------ Provided data

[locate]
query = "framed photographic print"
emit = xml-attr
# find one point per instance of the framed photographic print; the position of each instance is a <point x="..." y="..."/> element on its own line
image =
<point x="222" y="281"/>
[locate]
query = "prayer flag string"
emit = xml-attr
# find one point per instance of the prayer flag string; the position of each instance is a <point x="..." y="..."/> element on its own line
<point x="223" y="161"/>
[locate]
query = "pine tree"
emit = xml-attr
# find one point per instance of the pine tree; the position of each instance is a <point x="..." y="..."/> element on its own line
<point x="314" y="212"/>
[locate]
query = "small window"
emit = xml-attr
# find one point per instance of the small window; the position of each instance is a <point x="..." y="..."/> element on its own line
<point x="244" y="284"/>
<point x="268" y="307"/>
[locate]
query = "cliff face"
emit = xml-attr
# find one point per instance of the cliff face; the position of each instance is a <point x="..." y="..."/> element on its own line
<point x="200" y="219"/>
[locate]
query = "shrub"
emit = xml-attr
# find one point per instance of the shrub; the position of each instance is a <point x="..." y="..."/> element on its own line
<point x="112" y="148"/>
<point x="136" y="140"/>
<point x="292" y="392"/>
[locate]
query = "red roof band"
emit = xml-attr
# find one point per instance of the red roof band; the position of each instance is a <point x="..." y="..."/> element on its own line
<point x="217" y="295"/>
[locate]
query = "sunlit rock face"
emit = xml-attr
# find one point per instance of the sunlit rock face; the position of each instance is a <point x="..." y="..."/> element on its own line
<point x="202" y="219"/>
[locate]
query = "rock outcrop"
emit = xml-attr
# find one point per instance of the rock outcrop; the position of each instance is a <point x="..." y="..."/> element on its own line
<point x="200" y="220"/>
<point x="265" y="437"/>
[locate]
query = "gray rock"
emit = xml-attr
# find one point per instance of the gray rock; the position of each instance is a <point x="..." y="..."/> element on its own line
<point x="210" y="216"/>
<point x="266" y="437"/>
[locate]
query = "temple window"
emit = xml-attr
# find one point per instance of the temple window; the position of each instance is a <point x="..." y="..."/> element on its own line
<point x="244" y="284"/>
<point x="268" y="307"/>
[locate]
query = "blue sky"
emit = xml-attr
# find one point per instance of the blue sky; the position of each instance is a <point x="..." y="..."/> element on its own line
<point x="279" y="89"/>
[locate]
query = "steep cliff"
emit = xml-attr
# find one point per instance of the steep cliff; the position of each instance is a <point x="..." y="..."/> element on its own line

------------

Task
List each line in the data above that contains the string "gray". Case matters.

Worked answer
query = "gray rock"
# find one point per instance of the gray rock; the position of each instance is a <point x="..." y="..."/> element on its own line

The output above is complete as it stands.